##### INPUT ROWS #####

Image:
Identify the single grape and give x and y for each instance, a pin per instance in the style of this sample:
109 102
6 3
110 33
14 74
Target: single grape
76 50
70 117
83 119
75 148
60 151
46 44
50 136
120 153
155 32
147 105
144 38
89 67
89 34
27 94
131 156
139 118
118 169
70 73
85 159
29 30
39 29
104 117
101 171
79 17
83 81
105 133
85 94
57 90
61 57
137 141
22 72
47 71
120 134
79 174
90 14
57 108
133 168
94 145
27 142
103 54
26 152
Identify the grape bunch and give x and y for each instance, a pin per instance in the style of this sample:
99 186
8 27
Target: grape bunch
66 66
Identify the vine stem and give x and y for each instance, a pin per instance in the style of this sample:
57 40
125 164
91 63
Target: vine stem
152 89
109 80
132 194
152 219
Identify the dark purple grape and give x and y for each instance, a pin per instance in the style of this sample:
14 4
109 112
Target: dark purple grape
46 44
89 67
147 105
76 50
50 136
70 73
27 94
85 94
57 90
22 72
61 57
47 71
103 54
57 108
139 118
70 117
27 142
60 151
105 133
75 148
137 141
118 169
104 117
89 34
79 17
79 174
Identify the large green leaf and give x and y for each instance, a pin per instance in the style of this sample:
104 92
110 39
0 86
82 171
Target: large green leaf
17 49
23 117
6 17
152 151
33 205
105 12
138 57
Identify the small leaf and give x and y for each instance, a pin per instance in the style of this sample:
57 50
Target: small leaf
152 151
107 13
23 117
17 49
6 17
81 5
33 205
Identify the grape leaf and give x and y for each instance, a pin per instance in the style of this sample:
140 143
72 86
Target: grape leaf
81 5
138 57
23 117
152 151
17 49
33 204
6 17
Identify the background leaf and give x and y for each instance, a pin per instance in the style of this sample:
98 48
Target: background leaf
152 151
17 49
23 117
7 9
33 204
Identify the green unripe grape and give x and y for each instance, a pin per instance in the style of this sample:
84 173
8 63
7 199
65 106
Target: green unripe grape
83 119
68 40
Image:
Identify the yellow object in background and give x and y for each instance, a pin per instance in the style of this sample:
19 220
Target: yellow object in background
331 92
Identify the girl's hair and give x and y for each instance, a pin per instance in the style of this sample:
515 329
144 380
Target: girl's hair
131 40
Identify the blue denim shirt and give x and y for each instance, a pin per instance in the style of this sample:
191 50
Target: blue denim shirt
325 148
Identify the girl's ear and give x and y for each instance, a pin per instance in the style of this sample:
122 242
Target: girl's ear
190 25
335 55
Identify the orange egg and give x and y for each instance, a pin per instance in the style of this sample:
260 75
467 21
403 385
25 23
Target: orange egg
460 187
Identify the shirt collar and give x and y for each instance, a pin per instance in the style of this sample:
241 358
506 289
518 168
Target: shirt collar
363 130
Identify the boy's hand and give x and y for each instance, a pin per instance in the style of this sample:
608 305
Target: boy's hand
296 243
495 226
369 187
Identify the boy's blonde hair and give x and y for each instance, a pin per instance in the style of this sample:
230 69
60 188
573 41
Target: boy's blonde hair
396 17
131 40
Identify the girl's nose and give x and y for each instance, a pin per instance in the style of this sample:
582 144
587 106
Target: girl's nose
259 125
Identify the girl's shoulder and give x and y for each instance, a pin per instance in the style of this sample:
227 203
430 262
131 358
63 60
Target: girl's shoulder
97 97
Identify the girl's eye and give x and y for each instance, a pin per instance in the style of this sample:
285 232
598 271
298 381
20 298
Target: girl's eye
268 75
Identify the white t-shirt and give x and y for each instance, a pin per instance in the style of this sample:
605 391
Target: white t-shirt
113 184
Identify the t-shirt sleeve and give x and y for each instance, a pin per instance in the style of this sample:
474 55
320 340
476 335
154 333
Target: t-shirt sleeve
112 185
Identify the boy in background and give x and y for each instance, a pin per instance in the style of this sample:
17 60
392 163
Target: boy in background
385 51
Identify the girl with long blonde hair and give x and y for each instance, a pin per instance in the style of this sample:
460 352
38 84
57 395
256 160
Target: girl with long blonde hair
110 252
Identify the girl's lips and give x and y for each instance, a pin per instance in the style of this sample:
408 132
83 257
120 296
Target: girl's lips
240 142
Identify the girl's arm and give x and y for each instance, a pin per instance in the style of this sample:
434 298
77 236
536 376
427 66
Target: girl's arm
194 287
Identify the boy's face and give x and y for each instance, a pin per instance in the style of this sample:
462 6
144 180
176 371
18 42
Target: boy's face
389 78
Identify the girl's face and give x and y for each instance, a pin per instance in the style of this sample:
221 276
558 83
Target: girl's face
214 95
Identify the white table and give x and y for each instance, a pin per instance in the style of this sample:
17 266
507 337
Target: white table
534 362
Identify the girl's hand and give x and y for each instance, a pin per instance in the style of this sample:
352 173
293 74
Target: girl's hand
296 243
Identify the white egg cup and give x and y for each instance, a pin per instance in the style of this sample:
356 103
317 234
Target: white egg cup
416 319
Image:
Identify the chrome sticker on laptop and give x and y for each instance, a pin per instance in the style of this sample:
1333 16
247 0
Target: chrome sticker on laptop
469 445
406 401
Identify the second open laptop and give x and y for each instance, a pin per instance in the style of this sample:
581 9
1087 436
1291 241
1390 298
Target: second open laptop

#####

> **WHAT YOU ARE ASKED TO DO**: All the data must be duplicated exactly, with nothing added or removed.

> **TASK RESPONSE**:
Image:
Identify the single grape and give x and y for each instance, a pin per instance in the style of this sample:
109 102
6 3
110 33
14 74
Target: single grape
76 50
70 117
83 119
75 148
60 151
46 44
50 136
120 153
155 32
147 105
144 38
89 67
89 34
27 94
131 156
139 118
118 169
70 73
85 159
29 30
39 29
104 117
101 171
79 17
83 81
105 133
85 94
57 90
61 57
137 141
22 72
47 71
120 134
79 174
90 14
57 108
133 168
94 145
27 142
103 54
26 152
Identify the grape bunch and give x and y for each instance, a pin per instance in the style of this sample:
99 186
8 27
Target: grape bunch
66 66
Identify the vine stem and give x and y for each instance, a pin per instance in the style of this sample:
57 40
125 164
91 63
Target: vine stem
152 89
109 80
132 194
152 219
Identify the dark purple grape and give x and y for each instance, a pin per instance in the style of this sample:
14 4
109 112
Target: dark purple grape
46 44
89 67
147 105
76 50
50 136
70 73
27 94
85 94
57 90
22 72
61 57
47 71
103 54
57 108
139 118
70 117
27 142
60 151
105 133
75 148
137 141
118 169
104 117
89 34
79 17
79 174
Identify the large green leaf and give x and y for each instance, a pin per instance in the style of this sample:
104 92
110 39
0 86
82 171
Target: large green leaf
17 49
23 117
6 17
152 151
33 205
105 12
138 57
Identify the small leaf and give x and y for each instance, a pin per instance in the style of this sample:
57 50
Target: small leaf
152 151
107 13
23 117
17 49
6 17
81 5
33 205
Identify the grape leaf and give x and y for each instance, a pin per instance in the style of this sample:
140 143
72 86
Target: grape leaf
81 5
138 57
23 117
152 151
17 49
33 204
6 17
Identify the background leaf and give x and y for each instance, a pin per instance in the style of this sample:
98 48
Target: background leaf
152 151
17 49
23 117
7 9
33 204
Identify the green unripe grape and give x and y for each instance, a pin per instance in the style of this sample:
84 173
8 63
7 199
65 106
Target: green unripe grape
83 119
68 40
Image:
Identify the yellow object in background and give x and y for each instance, a pin per instance in the style of this sample:
19 220
Target: yellow object in background
331 92
Identify the girl's hair and give x and y for each instance, a pin per instance in the style of this sample:
515 329
144 380
Target: girl's hair
131 40
Identify the blue denim shirt and give x and y for each instance, a pin per instance in the style of this sample:
191 50
Target: blue denim shirt
325 148
Identify the girl's ear and give x and y for each instance, a pin per instance in the style of this sample:
122 242
Target: girl's ear
190 25
335 55
Identify the orange egg and give x and y for each instance, a pin per instance in the style of this sample:
260 75
467 21
403 385
25 23
Target: orange egg
460 187
Identify the shirt collar and give x and y for each instance, a pin per instance in the style of this sample:
241 358
506 289
518 168
Target: shirt collar
363 130
Identify the boy's hand and give x and y for each instance, a pin per instance in the style of this sample:
608 305
Target: boy's hand
296 243
495 226
369 187
Identify the boy's blonde hair and give x and y for each instance, a pin per instance in the style of this sample:
230 69
60 188
573 41
Target: boy's blonde hair
396 17
131 40
Identify the girl's nose and give x and y for each instance, a pin per instance in the style of this sample:
582 144
587 106
Target: girl's nose
259 125
Identify the girl's shoulder and give x and y for each instance, a pin per instance in the style of this sample:
227 203
430 262
131 358
63 60
Target: girl's shoulder
97 97
Identify the girl's eye and give x and y for each instance, a pin per instance in the style of this sample:
285 232
598 271
298 381
20 298
Target: girl's eye
268 75
Identify the white t-shirt and give x and y for each instance, a pin per instance in the style of this sample:
605 391
Target: white t-shirt
113 184
Identify the t-shirt sleeve and give x and y for each instance, a pin per instance in the style of this sample:
474 55
320 340
476 335
154 333
Target: t-shirt sleeve
112 185
Identify the boy in background and give x and y for each instance, a pin per instance in the style of this sample:
17 60
392 163
Target: boy in background
385 51
Identify the girl with long blonde hair and give x and y for each instance, a pin per instance in the style of this sample:
460 352
38 84
57 395
256 160
Target: girl with long blonde hair
110 252
Identify the girl's lips and give x and y for each instance, a pin per instance in the style of this sample:
408 132
83 257
120 296
Target: girl's lips
240 142
Identify the girl's arm and give x and y for each instance, a pin per instance in the style of this sample:
434 298
77 236
536 376
427 66
Target: girl's arm
194 287
Identify the boy's face and give x and y for each instance, a pin per instance in the style of this sample:
462 6
144 180
176 371
18 42
Target: boy's face
389 78
Identify the girl's face and give x and y for each instance, a pin per instance in the style of this sample:
221 276
558 83
Target: girl's face
214 95
Identify the white table and give x and y for each instance, a pin per instance in the style of this sample:
17 266
507 337
Target: white table
534 362
Identify the girl's hand and give x and y for each instance, a pin per instance in the style of this sample:
352 173
293 74
Target: girl's hand
296 243
Identify the white egg cup and give x and y for each instance, a pin per instance in the style of this sample:
356 103
317 234
Target: white egg cup
416 319
Image:
Identify the chrome sticker on laptop and give x and y for each instance, a pin per instance in the style of this sample:
1333 16
247 0
Target: chrome sticker on laptop
469 445
406 401
Identify the second open laptop and give x and y for each instance, a pin per instance in the style of this sample:
581 9
1087 436
1291 241
1390 298
Target: second open laptop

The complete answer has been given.